→ **WHAT YOU ARE ASKED TO DO**
Show every line of the material below that contains the string "wooden". Case counts.

— Start —

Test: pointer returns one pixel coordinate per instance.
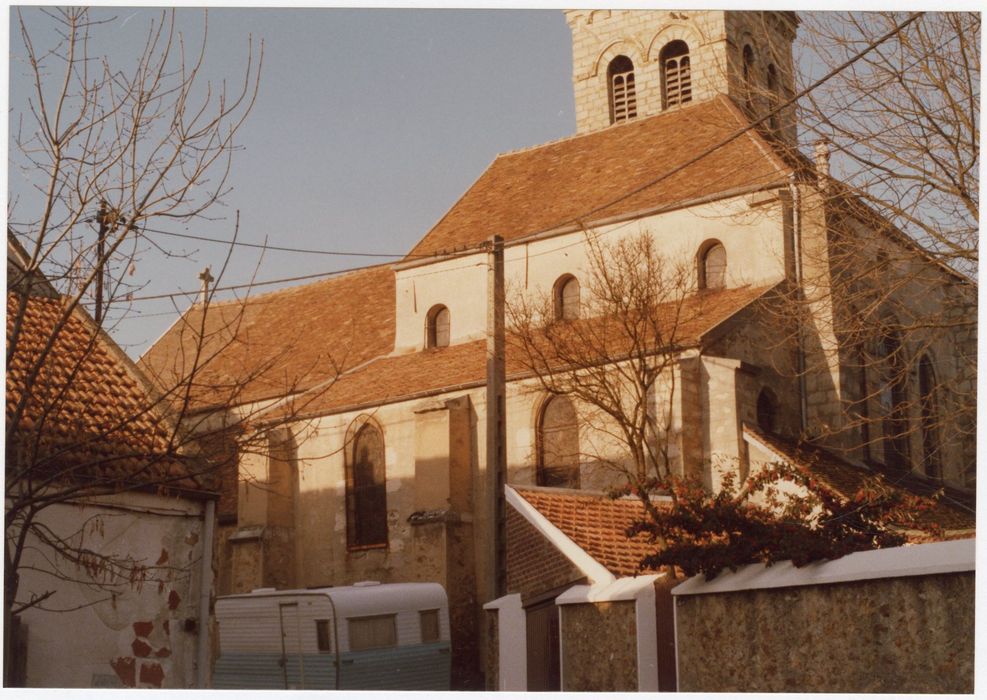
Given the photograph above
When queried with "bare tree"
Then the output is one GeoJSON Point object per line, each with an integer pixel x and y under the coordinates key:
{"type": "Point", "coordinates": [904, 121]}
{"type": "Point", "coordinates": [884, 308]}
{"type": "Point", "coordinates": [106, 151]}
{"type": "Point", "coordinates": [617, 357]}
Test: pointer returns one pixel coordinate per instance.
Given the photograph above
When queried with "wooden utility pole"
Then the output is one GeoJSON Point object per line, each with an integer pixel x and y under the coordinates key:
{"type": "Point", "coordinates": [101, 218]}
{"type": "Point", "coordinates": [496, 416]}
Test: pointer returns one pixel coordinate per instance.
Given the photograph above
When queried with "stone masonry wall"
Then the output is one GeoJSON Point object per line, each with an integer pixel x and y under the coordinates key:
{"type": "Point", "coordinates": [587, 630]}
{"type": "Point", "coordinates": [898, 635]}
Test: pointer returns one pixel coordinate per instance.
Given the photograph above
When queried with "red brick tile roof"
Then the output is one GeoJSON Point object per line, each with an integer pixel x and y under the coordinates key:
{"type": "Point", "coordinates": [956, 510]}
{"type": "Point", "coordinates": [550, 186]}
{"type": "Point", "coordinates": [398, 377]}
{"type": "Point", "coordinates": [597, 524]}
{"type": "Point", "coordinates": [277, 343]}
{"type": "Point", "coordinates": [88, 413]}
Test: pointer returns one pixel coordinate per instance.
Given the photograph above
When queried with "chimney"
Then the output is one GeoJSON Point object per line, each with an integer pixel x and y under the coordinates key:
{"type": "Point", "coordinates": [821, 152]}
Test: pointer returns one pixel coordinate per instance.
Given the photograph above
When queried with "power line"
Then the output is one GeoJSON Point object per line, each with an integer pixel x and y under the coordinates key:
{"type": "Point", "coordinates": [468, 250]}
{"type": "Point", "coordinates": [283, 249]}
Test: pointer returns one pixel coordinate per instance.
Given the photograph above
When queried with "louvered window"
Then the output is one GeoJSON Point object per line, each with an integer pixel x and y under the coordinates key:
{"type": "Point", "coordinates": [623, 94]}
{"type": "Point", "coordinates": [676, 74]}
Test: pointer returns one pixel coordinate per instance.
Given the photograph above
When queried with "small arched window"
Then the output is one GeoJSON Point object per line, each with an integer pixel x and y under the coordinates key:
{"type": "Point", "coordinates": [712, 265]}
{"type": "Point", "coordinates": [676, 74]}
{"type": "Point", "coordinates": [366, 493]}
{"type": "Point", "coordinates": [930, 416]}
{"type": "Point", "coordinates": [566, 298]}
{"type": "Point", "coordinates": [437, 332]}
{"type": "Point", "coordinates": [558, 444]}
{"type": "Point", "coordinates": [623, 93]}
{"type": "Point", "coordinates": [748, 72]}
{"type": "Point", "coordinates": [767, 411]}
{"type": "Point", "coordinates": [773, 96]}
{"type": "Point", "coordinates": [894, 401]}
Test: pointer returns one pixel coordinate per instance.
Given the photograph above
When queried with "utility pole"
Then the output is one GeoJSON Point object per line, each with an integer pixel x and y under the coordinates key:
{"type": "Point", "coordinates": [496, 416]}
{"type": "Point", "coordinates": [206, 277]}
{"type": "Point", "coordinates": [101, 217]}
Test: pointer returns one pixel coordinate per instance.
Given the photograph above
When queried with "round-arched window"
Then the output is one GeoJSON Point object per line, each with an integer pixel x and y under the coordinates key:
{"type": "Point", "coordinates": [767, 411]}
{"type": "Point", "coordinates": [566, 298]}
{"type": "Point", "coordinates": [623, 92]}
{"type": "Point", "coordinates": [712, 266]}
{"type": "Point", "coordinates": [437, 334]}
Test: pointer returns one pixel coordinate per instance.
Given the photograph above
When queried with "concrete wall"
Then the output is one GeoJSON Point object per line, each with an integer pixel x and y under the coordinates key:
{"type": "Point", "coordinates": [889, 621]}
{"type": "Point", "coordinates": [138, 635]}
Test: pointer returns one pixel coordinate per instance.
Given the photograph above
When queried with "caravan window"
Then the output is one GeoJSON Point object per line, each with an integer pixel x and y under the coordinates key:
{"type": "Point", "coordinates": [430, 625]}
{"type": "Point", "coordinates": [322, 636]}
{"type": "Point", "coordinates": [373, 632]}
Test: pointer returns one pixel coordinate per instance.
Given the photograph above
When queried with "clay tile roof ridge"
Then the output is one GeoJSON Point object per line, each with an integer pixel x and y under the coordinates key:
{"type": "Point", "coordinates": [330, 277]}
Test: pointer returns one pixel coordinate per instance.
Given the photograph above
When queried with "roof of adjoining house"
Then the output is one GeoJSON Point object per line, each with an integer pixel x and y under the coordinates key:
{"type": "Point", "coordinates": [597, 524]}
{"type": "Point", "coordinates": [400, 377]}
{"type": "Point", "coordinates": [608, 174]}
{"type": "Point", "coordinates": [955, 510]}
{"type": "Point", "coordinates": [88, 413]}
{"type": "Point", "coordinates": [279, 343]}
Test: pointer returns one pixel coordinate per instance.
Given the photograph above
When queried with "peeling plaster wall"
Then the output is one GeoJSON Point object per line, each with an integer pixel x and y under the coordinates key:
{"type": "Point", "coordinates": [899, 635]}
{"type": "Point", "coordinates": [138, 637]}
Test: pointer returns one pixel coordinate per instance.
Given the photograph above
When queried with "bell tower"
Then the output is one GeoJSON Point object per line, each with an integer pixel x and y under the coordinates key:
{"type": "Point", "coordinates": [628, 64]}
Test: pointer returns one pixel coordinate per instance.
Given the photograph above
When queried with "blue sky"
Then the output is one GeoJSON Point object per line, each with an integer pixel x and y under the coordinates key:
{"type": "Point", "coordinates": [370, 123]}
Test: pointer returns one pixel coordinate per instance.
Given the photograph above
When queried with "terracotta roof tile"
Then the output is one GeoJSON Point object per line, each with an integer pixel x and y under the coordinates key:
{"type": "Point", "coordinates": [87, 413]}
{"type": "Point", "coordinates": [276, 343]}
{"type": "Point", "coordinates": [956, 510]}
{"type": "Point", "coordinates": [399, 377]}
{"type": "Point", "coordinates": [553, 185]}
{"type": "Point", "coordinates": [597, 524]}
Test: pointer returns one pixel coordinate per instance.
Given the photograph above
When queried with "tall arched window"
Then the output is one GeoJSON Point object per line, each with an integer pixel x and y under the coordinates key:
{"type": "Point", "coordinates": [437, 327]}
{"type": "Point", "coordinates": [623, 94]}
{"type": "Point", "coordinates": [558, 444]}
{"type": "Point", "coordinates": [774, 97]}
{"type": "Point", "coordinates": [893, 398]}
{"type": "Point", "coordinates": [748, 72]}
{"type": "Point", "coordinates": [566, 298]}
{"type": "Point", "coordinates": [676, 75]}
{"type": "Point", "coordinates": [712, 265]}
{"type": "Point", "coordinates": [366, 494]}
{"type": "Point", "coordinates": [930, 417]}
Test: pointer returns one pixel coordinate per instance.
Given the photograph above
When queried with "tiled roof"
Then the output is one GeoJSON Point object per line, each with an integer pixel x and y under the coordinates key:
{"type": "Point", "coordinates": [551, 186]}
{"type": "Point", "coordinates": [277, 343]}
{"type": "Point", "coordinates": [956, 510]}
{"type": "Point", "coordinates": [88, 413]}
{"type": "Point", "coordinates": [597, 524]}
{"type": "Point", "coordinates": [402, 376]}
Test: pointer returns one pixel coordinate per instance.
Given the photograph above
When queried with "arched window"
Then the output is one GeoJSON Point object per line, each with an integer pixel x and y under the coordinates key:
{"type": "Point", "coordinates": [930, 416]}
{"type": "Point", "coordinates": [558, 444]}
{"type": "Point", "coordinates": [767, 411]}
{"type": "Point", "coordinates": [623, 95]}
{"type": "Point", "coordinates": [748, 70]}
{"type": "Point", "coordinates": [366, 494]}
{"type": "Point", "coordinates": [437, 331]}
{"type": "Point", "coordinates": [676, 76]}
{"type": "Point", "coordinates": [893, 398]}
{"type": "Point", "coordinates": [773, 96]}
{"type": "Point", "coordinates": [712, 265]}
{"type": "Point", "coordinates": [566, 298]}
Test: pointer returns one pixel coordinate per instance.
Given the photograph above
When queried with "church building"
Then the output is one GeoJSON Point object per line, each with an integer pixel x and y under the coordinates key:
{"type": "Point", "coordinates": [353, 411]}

— End —
— Start —

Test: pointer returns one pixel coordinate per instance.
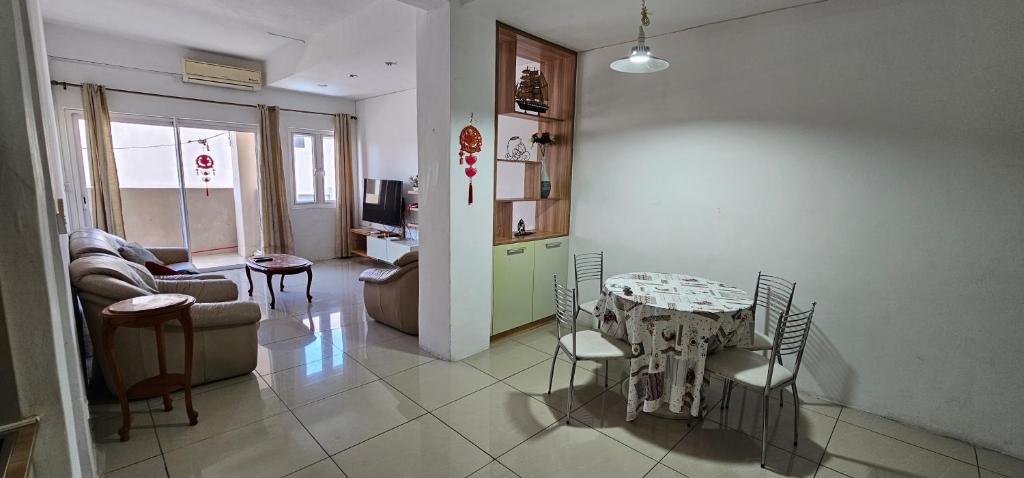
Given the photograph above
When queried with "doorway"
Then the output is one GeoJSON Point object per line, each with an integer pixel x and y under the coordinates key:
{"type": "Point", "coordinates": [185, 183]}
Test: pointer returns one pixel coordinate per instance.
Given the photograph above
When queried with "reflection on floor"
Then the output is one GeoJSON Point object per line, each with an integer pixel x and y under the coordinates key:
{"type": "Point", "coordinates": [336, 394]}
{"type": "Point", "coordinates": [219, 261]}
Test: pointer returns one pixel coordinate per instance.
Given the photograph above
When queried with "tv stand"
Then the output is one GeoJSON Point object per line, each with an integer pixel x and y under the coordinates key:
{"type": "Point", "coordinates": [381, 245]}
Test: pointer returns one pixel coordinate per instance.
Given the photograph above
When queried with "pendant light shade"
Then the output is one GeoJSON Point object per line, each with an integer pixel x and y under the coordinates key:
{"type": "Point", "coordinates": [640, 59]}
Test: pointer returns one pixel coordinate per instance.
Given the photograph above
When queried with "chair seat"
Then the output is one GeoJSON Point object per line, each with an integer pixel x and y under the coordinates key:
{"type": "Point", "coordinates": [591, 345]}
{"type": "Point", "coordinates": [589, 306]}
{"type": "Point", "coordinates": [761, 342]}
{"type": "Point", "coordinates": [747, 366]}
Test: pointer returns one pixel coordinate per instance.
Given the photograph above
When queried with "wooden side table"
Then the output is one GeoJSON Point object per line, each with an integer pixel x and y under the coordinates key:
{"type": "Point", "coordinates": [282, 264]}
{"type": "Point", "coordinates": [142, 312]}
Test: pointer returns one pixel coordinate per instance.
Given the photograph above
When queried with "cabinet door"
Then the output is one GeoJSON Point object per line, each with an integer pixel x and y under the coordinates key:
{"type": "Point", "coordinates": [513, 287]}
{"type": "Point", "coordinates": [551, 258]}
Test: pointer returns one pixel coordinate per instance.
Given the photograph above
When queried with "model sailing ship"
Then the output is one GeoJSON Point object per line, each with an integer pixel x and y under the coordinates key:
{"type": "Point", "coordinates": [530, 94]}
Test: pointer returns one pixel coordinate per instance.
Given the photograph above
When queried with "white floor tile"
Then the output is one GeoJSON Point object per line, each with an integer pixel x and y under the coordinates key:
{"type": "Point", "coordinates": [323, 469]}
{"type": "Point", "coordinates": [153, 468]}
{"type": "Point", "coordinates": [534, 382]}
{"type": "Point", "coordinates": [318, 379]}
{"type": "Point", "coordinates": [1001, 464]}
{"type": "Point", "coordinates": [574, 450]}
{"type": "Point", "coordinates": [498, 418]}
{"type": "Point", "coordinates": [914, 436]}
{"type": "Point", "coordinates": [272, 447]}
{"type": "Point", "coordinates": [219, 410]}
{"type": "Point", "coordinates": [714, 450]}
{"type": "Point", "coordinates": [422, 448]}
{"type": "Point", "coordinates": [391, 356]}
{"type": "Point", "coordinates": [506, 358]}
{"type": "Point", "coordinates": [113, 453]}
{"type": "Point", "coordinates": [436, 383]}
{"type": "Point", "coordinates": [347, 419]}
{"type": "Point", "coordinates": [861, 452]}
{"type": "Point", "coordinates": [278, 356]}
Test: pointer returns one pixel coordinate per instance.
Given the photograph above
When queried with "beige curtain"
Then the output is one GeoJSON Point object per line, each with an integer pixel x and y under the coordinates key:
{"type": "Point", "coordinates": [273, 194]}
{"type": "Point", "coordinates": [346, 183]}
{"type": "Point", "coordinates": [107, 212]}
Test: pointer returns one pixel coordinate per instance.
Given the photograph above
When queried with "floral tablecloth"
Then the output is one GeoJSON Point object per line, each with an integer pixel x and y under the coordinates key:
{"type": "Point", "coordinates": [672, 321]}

— End —

→ **EXERCISE RESPONSE**
When queried with "wooden utility pole"
When queried with "wooden side table"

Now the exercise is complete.